### EXERCISE PROMPT
Give every line of the material again, exactly as written.

━━━ MATERIAL

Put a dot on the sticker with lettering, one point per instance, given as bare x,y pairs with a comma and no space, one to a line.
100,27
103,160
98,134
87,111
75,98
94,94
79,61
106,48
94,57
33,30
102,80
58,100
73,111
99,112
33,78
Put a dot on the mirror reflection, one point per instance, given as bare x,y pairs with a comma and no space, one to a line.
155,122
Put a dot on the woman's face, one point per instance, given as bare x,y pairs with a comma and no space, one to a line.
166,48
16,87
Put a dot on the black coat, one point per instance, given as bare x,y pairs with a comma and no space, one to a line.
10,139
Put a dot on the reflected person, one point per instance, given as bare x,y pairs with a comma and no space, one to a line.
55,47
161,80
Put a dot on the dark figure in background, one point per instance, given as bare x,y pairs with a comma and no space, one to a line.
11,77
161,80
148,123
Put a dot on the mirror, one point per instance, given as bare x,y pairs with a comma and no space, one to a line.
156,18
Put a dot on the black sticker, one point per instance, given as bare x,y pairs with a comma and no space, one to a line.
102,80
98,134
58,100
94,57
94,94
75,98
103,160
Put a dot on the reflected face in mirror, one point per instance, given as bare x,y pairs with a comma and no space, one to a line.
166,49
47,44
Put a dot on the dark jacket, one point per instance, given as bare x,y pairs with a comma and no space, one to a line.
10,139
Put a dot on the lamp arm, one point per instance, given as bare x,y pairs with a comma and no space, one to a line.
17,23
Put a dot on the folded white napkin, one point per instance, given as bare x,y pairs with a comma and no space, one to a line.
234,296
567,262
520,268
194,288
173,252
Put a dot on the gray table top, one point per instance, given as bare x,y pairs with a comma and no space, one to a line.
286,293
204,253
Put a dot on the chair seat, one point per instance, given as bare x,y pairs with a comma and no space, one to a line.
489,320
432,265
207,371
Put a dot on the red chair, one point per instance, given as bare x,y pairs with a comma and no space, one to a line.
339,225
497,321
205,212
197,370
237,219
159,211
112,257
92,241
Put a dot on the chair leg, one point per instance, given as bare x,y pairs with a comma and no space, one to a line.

━━━━━━

### WRITTEN SOLUTION
Put a dot on the sticker with lettering, one point per instance, given as bare x,y pairs with a comma and no space, one to a line.
100,27
103,160
98,134
87,111
75,98
94,94
79,61
106,48
94,57
33,30
102,80
58,100
73,111
99,112
33,78
Put a dot on the mirror reflection, one point per instance, given as bare x,y pairs with a comma and no space, one to a line.
155,122
Put a dot on the woman's face, one point per instance, given as bare x,y pairs with a comma and no space, one to a line.
166,48
16,87
Put a dot on the black coat, one point per instance, given as bare x,y pairs with a comma and no space, one to a line.
10,139
Put a dot on the reflected person, one point per instance, given as bare x,y pairs with a comma and no space, one to a line.
55,47
161,80
Put a dot on the dark figure in background, one point per instance, given as bare x,y pairs with a comma and no space, one to a line.
11,77
161,80
148,123
Put a dot on the mirror, one point per instance, given as bare x,y pairs with a comma and no space, one to a line.
156,18
Put a dot on the black sticker, one point per instance, given as bare x,y pairs with a comma and no space, one to a line.
102,80
98,134
58,100
94,57
94,94
75,98
103,160
Put a dot on the reflected face in mirror, one point per instance, given as bare x,y pairs with a comma and no space, one to a line.
166,49
47,44
Put a dot on the dark jacket, one point per instance, given as bare x,y pairs with a comma and no space, one to a line.
10,139
Put a dot on the lamp arm, one point per instance, given as bare x,y pairs with a comma and no space, one to a line.
17,23
Put a dot on the folded white napkin, one point per instance, given as bare x,y pairs with a comma and no space, one to a line.
234,296
567,262
520,268
194,288
173,252
Put a dot on the gray table top, one point per instance, given as bare x,y pairs with a comma and no space, one to a line.
286,293
204,253
Put a dot on the chair seat, one point per instance, given as bare x,y pairs with a comma and no space, one to a line.
489,320
432,265
207,371
Put a dot on the red chair, one point per instance, given as bare x,y pairs with a comma and no space, one to a line.
339,225
497,321
205,212
197,370
237,219
159,211
112,257
92,241
Put a dot on the chair leg, one point per instance, given as bare x,y pairs with a comma and no space, one to a line.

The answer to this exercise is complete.